• _To do_: Only the lines from the one containing "Labeling batch C. For the image above, tag the man wearing" to the end of the entries should be written out, each exactly as it stands, both ends included.

• _Records supplied_:

┄┄┄┄┄┄┄┄┄┄

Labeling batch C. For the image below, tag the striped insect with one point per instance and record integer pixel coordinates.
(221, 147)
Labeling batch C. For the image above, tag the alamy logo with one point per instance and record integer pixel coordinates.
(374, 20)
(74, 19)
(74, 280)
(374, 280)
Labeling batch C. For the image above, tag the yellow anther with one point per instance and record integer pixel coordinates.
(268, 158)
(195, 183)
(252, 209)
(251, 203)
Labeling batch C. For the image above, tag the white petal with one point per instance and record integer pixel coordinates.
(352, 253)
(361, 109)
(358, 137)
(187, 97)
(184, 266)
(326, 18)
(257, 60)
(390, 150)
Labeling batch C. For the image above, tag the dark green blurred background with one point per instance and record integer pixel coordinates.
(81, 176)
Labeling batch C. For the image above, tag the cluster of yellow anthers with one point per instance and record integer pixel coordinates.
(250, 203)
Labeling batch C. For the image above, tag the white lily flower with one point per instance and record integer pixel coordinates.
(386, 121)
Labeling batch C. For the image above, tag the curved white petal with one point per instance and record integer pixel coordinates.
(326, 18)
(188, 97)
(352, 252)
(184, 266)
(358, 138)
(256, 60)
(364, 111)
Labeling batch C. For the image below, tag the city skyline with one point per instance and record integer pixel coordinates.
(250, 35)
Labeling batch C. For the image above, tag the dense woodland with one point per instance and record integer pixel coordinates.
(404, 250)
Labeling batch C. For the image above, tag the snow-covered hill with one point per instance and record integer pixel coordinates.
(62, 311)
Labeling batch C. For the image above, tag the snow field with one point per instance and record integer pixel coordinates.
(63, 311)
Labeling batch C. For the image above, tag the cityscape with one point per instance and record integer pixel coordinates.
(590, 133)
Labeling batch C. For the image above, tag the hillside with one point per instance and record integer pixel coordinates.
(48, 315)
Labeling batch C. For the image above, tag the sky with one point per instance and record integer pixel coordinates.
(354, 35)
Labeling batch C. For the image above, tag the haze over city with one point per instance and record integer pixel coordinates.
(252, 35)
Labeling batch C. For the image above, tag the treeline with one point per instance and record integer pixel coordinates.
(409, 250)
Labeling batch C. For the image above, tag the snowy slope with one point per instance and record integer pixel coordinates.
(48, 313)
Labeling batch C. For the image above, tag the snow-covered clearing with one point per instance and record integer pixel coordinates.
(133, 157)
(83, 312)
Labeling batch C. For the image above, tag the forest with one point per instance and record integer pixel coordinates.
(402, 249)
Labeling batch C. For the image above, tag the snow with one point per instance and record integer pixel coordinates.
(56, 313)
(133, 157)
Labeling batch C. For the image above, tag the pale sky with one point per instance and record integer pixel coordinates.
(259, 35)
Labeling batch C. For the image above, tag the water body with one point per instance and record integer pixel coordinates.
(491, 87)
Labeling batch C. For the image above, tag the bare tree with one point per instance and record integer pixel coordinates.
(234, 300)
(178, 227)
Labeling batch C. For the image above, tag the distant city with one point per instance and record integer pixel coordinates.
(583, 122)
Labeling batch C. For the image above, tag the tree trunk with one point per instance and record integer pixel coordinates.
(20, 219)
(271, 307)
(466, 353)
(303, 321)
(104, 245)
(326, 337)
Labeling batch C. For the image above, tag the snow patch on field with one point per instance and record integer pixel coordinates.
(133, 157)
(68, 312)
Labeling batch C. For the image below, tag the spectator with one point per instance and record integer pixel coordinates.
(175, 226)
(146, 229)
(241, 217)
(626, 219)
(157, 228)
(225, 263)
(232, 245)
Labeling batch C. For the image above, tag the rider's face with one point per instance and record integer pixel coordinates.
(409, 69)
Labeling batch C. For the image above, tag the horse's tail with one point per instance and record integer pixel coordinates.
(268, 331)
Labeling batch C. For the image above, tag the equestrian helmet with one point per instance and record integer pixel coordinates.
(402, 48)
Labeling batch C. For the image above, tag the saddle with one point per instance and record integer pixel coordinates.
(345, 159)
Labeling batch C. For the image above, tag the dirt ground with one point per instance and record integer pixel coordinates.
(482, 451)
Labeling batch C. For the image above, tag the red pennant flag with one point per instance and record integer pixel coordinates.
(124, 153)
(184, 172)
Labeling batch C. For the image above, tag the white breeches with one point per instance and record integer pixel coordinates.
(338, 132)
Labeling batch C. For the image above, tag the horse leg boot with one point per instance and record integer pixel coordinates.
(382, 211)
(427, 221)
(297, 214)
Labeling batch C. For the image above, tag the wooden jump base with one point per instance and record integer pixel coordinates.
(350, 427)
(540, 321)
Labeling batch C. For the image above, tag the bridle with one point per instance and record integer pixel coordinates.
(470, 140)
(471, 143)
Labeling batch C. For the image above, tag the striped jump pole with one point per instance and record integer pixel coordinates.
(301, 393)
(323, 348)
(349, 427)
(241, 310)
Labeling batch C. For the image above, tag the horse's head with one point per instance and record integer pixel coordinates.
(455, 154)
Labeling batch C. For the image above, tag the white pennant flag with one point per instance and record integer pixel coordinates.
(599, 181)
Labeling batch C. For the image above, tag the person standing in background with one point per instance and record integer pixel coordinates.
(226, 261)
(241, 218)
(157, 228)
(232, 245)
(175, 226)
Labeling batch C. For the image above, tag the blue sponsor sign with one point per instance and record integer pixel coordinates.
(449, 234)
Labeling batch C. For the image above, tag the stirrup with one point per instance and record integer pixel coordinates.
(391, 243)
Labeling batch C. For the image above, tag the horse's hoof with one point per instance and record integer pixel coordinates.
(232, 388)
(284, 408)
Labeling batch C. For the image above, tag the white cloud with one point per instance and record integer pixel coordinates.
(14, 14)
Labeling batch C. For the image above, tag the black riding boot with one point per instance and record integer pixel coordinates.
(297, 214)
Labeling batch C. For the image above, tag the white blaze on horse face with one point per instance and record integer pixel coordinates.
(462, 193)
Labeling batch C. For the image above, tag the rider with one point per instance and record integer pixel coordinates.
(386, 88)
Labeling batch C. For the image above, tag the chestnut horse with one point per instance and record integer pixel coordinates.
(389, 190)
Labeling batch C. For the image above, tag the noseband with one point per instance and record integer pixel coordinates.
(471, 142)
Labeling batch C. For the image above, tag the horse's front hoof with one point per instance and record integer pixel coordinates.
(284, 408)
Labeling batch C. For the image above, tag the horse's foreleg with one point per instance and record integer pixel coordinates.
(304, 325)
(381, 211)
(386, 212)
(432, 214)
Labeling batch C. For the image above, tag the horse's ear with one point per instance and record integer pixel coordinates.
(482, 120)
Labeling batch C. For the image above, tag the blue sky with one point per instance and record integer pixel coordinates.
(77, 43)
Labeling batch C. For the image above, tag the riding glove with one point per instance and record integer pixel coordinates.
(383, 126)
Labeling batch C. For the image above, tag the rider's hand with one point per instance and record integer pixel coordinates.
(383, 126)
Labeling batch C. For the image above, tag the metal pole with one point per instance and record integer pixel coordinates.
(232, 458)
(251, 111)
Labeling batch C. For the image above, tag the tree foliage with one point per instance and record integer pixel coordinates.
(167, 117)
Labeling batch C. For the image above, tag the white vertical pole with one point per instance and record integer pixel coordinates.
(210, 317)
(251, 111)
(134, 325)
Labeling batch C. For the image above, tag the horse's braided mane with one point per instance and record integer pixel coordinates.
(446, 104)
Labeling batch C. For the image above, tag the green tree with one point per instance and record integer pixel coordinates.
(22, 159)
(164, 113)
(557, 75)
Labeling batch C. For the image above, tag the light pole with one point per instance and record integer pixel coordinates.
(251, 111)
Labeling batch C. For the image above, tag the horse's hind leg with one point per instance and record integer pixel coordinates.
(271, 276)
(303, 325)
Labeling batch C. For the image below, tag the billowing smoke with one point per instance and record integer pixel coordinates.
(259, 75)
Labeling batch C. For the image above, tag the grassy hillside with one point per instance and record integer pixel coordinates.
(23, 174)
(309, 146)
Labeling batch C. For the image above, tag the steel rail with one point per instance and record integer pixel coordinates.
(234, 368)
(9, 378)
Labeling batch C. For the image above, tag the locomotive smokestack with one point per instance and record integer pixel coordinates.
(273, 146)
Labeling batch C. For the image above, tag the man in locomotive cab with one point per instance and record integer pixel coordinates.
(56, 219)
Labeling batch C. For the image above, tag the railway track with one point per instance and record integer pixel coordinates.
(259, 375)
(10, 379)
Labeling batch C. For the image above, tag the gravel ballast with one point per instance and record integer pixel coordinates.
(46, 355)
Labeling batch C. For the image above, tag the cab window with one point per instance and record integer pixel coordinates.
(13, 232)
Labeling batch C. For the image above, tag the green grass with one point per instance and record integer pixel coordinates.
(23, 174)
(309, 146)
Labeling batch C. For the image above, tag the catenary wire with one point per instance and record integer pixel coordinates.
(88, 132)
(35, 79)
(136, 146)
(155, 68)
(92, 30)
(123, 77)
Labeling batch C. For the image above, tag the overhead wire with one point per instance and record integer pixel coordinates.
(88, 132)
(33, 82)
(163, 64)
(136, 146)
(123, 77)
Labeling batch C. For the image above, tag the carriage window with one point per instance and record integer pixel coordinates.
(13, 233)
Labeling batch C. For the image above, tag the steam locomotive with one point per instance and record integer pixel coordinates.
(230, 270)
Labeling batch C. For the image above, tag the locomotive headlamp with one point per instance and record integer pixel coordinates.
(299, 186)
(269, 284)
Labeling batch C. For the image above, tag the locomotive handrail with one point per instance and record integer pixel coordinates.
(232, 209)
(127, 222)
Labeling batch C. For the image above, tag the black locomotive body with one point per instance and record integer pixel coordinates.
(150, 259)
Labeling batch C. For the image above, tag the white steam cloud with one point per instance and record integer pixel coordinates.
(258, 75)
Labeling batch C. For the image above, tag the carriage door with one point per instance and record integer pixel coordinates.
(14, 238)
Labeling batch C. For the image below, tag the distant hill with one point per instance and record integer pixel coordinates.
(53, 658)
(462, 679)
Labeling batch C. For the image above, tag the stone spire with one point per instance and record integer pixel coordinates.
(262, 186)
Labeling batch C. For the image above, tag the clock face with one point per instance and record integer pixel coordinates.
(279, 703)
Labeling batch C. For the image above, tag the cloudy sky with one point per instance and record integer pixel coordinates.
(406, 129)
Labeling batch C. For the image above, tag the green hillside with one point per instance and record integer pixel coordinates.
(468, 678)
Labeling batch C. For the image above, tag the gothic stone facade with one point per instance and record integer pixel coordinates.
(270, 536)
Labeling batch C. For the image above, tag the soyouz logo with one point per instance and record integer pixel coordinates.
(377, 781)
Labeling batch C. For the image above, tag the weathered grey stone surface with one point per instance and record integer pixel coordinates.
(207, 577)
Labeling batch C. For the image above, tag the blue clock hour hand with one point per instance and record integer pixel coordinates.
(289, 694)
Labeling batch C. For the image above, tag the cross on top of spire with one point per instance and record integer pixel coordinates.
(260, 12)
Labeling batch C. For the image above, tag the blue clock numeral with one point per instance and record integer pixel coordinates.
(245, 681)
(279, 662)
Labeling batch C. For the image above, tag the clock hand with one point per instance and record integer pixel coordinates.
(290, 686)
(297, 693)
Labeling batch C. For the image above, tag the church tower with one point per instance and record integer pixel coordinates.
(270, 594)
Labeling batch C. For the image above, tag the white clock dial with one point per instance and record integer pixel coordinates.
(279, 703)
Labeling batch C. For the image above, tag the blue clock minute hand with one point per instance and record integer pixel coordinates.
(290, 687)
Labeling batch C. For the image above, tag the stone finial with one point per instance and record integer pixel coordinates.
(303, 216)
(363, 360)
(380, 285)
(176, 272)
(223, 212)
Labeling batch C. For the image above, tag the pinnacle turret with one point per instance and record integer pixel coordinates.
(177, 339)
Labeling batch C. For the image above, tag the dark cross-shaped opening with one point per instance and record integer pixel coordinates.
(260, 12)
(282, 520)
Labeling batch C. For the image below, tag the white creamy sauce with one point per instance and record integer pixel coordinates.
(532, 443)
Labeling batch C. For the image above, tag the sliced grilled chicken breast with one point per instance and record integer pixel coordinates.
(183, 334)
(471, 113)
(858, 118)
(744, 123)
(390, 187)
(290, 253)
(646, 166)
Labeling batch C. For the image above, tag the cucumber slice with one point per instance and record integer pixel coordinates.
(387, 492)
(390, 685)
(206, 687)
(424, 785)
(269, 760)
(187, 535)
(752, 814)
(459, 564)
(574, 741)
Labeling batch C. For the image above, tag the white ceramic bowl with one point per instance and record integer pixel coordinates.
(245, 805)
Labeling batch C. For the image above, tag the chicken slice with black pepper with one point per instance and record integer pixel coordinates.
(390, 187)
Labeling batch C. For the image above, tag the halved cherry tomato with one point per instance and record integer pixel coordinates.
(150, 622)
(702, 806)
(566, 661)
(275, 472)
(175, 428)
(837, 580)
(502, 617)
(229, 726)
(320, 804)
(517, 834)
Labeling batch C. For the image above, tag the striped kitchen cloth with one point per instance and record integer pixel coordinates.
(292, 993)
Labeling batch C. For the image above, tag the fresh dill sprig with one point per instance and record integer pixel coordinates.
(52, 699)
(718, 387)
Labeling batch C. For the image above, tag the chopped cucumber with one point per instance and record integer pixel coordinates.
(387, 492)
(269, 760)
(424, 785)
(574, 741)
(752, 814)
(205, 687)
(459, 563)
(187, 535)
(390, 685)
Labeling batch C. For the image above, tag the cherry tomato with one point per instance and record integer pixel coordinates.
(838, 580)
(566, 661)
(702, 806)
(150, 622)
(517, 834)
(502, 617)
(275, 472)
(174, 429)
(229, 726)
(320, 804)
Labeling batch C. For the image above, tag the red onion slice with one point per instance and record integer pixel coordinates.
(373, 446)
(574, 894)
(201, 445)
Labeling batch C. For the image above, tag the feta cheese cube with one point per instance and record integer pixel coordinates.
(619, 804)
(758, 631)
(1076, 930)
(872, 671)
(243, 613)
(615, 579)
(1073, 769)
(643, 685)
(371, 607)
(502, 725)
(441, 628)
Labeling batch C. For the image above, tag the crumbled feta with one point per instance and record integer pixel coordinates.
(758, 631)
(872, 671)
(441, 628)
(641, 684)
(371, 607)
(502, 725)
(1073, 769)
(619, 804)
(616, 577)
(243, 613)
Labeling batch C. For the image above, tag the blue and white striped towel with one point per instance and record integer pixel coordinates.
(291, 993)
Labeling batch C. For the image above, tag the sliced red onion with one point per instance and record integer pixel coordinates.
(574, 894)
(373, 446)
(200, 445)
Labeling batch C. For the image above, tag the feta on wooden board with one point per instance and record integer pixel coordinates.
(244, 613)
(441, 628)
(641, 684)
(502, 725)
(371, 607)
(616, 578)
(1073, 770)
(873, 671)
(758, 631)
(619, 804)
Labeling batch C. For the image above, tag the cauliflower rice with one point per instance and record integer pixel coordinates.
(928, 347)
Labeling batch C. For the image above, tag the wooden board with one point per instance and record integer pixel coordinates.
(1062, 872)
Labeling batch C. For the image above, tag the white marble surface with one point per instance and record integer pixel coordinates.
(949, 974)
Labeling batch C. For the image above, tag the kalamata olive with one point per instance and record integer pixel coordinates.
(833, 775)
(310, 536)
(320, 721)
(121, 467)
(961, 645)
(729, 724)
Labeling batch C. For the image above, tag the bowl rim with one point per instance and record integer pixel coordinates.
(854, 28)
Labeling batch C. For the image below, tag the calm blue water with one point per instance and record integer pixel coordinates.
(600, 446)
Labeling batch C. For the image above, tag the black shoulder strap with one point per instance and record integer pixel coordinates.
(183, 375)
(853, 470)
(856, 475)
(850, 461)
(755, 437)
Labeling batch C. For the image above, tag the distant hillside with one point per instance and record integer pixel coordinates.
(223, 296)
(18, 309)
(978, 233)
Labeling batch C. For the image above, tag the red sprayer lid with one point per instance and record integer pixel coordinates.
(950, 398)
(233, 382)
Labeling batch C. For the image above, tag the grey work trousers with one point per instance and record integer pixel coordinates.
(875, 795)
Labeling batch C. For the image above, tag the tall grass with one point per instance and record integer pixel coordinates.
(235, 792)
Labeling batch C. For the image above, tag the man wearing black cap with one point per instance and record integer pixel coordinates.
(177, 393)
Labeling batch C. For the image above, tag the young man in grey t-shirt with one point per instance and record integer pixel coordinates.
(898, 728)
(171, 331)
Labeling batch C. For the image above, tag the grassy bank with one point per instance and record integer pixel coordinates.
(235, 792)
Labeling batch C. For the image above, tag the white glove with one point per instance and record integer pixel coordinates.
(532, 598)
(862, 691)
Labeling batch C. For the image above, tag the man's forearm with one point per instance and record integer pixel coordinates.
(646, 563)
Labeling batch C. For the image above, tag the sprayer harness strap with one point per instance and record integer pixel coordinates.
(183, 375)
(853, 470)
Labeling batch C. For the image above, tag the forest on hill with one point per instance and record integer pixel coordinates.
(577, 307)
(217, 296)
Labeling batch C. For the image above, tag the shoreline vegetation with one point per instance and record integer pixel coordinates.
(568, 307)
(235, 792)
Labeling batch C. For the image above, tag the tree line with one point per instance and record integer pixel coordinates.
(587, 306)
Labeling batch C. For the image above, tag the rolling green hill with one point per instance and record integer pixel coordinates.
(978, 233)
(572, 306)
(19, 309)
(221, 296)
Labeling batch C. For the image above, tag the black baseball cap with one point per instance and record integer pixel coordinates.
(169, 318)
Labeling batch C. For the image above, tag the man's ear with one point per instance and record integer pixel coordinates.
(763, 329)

┄┄┄┄┄┄┄┄┄┄

• _Finished task_:
Labeling batch C. For the image above, tag the man wearing black cap with one point per instance and record integer pixel coordinates.
(177, 393)
Labeling batch C. For the image above, tag the young man in grey t-shirt with one point per instance and record integer pixel coordinates.
(898, 728)
(171, 331)
Labeling batch C. For the image above, tag the grassy bank with one point per instance and record integer pixel coordinates.
(235, 792)
Labeling batch C. For the image above, tag the white glove with one point per instance and record integer pixel coordinates.
(532, 598)
(862, 691)
Labeling batch C. For the image above, tag the man's forearm with one point per instance and record integer pixel coordinates.
(646, 563)
Labeling batch C. For the image above, tag the sprayer harness strap with one point per instance and record integer pixel coordinates.
(183, 375)
(853, 470)
Labeling batch C. For the image above, tag the forest on hill with one point per instance and record integer pixel coordinates.
(577, 307)
(217, 296)
Labeling batch C. For the image above, tag the shoreline vegetation with one point per instance and record integer pixel coordinates.
(568, 307)
(235, 792)
Labeling batch C. For the image above, tag the tree line with one point per instance and record integer pixel coordinates.
(587, 306)
Labeling batch C. For the image above, tag the rolling green hill with one point per instance and record integer pixel coordinates.
(978, 233)
(572, 306)
(19, 309)
(221, 296)
Labeling batch C. For the image above, tag the black baseball cap with one point per instance and record integer pixel coordinates.
(169, 318)
Labeling batch C. For the image above, tag the man's ear with one point per instance and record integer pixel coordinates.
(763, 329)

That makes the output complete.